YOUR TASK:
Print out the material that follows word for word.

(Raw records)
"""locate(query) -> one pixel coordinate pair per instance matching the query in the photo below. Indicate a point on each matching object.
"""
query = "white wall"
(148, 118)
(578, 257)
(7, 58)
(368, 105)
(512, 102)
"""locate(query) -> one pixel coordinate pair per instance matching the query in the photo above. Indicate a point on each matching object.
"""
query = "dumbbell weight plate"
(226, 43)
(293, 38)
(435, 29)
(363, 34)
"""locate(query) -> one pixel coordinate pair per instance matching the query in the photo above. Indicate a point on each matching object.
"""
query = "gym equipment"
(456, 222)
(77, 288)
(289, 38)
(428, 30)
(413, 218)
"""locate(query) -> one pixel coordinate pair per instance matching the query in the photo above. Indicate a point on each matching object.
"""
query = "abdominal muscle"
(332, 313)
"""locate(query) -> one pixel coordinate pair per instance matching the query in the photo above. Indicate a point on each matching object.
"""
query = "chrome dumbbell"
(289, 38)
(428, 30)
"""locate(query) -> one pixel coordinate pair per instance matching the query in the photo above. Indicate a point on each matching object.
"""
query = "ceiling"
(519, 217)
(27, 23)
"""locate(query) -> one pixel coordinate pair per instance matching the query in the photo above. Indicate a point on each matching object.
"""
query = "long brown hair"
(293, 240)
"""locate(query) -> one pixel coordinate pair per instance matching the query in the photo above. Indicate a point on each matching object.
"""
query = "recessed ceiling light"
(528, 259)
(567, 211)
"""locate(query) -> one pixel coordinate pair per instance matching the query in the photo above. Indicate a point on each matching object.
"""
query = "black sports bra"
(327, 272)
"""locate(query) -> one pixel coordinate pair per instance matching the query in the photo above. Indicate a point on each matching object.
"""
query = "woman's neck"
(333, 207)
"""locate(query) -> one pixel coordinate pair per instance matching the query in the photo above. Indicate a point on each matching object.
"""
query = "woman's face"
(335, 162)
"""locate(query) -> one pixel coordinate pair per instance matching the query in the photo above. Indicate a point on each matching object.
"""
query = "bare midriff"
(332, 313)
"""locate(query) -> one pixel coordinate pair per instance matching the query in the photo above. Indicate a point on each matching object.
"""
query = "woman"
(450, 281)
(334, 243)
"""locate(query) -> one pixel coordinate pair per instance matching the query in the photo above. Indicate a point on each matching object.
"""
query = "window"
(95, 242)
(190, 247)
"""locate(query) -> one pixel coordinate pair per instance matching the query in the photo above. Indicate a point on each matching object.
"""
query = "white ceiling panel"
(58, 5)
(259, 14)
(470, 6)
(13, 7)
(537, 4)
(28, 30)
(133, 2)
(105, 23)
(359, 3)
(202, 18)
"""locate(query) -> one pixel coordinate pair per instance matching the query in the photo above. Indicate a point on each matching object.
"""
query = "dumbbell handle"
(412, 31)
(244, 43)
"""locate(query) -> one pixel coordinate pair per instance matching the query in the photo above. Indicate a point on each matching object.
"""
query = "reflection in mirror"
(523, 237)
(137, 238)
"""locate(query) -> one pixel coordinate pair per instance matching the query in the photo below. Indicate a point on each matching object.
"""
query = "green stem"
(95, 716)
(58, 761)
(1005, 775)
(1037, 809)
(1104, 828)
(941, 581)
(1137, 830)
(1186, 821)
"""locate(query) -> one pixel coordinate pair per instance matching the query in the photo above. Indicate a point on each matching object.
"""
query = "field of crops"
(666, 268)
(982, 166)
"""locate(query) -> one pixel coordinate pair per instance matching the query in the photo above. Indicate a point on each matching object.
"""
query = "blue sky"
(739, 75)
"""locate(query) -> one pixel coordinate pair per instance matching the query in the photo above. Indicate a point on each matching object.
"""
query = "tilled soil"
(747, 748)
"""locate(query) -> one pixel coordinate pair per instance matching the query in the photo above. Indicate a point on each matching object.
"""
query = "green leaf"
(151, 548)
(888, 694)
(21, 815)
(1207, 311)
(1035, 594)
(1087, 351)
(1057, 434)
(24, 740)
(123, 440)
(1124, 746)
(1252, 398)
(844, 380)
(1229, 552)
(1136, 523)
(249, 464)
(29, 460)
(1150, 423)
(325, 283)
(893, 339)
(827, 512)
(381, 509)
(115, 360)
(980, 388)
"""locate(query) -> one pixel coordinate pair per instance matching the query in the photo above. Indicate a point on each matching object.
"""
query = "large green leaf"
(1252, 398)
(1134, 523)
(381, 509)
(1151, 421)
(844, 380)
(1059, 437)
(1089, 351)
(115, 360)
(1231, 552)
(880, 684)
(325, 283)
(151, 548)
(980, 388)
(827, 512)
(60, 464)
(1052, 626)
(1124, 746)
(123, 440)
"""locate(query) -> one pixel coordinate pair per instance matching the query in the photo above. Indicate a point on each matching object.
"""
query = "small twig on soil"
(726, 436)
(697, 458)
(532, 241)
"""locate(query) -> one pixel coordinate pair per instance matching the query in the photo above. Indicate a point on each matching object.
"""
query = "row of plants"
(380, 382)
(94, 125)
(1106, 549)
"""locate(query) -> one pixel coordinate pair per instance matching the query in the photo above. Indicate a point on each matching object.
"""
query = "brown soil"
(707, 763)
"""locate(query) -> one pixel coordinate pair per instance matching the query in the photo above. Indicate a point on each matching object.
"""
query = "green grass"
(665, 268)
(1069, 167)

FINAL RESULT:
"""locate(query) -> one pixel coordinate pair per instance matching the query in the photo below. Indicate a point on each matching object.
"""
query = "white wall"
(148, 118)
(578, 257)
(7, 58)
(368, 105)
(512, 102)
"""locate(query) -> one pixel coordinate pair per instance matching the query in the photo above. Indicate a point on each matching object.
"""
query = "dumbbell weight plate"
(226, 43)
(293, 38)
(435, 29)
(363, 34)
"""locate(query) -> one pixel coordinate pair per instance matching the query in the photo above. Indicate a point on each matching object.
"""
query = "gym equipment"
(456, 222)
(77, 288)
(289, 38)
(428, 30)
(413, 218)
"""locate(query) -> one pixel coordinate pair per instance matching the query in the photo above. Indicate a point on each matching object.
"""
query = "abdominal muscle"
(332, 313)
"""locate(query) -> one pixel coordinate pair per instance matching the query in the photo above. Indicate a point on each matching object.
"""
query = "chrome dumbbell"
(289, 38)
(428, 30)
"""locate(query) -> one pixel coordinate pair per instance matching the query in the photo above. Indicate a point on each matching object.
"""
query = "ceiling"
(519, 217)
(27, 23)
"""locate(query) -> one pixel coordinate pair per instance matching the query in the photo above. Indicate a point on each matching object.
"""
query = "long brown hair"
(293, 240)
"""locate(query) -> one pixel coordinate pair per instance matching the query in the photo above. Indicate a point on each matching object.
"""
query = "recessed ceiling light"
(528, 259)
(567, 211)
"""locate(query) -> one pixel coordinate pair per instance matching the query in the photo above. Indicate a point on each matching object.
"""
query = "black sports bra"
(327, 272)
"""locate(query) -> one pixel coordinate pair per instance matching the query in the photo above. Indicate a point on each matching object.
"""
query = "woman's neck"
(333, 207)
"""locate(query) -> one pixel coordinate pair per instance matching the query in the photo above. Indicate a point on each matching object.
"""
query = "woman's face"
(335, 162)
"""locate(query) -> one pixel coordinate pair per instance matching the query in the photo above. Indicate a point on each matching object.
"""
query = "bare midriff"
(332, 313)
"""locate(query) -> one pixel coordinate pair per instance matching the query in the photo above. Indicate a point on each matching object.
"""
query = "woman"
(450, 281)
(334, 243)
"""locate(query) -> one pixel coordinate pair per instance matching the query in the photo above. Indicate a point on each matching object.
"""
query = "window"
(95, 242)
(190, 247)
"""locate(query) -> one pixel coordinate pair per instance matching the query in the photo above. Indicate a point on each matching object.
"""
query = "white ceiling panel"
(58, 5)
(259, 14)
(470, 6)
(13, 7)
(537, 4)
(28, 30)
(133, 2)
(105, 23)
(359, 3)
(202, 18)
"""locate(query) -> one pixel coordinate pair per instance matching the query in the photo above. Indicate a point on each matching object.
"""
query = "dumbbell handle"
(412, 31)
(244, 43)
"""locate(query) -> one pixel coordinate pair per instance matching the query in the photo above. Indicate a point on each matching object.
"""
query = "reflection in mirror"
(523, 237)
(137, 238)
"""locate(query) -> one pixel coordinate pair per instance matching the query in the photo below. Indicate a point on each matching object.
"""
query = "green stem"
(95, 716)
(58, 761)
(1005, 775)
(1037, 809)
(1104, 828)
(941, 581)
(1137, 830)
(1186, 821)
"""locate(query) -> one pixel coordinate pair per instance matching the query in the photo above. Indicate a point on each matching object.
"""
query = "field of crops"
(666, 268)
(982, 166)
"""locate(query) -> one pixel coordinate pair per instance matching the query in the photo above. Indicate a point on each matching object.
"""
query = "blue sky"
(739, 75)
"""locate(query) -> one pixel coordinate pair per instance matching the query in the photo above. Indicate a point on each matching object.
"""
query = "tilled soil"
(747, 748)
"""locate(query) -> one pixel coordinate pair per instance matching the query in the photo above. Indicate a point on each matching object.
"""
query = "green leaf"
(151, 548)
(888, 694)
(21, 815)
(1207, 311)
(1035, 594)
(1087, 351)
(1057, 434)
(24, 740)
(123, 440)
(1124, 746)
(1252, 398)
(844, 380)
(1229, 552)
(1136, 523)
(249, 464)
(29, 460)
(1150, 423)
(325, 283)
(893, 339)
(827, 512)
(381, 509)
(115, 360)
(980, 388)
"""locate(query) -> one pixel coordinate pair per instance matching the query in the photo above. Indicate a point on each matching object.
"""
query = "large green leaf"
(1252, 398)
(1134, 523)
(381, 509)
(1151, 421)
(844, 380)
(1059, 437)
(1089, 351)
(115, 360)
(1231, 552)
(880, 684)
(325, 283)
(151, 548)
(980, 388)
(827, 512)
(60, 464)
(1052, 626)
(1124, 746)
(123, 440)
"""locate(query) -> one pixel coordinate pair per instance matching the query in the photo above. Indicate a point on each matching object.
"""
query = "small twig on soil"
(726, 436)
(697, 458)
(532, 241)
"""locate(query) -> one pixel coordinate pair per instance matching the query in the photo above. Indicate a point on each matching object.
"""
query = "row of plants"
(380, 382)
(94, 125)
(1106, 549)
"""locate(query) -> one pixel coordinate pair per instance matching the query in the photo above. Indicate a point on each matching object.
"""
query = "brown soil"
(707, 763)
"""locate(query) -> one pixel coordinate pair per instance matching the query in the photo above. Indicate a point on each matching object.
"""
query = "green grass"
(665, 268)
(1069, 167)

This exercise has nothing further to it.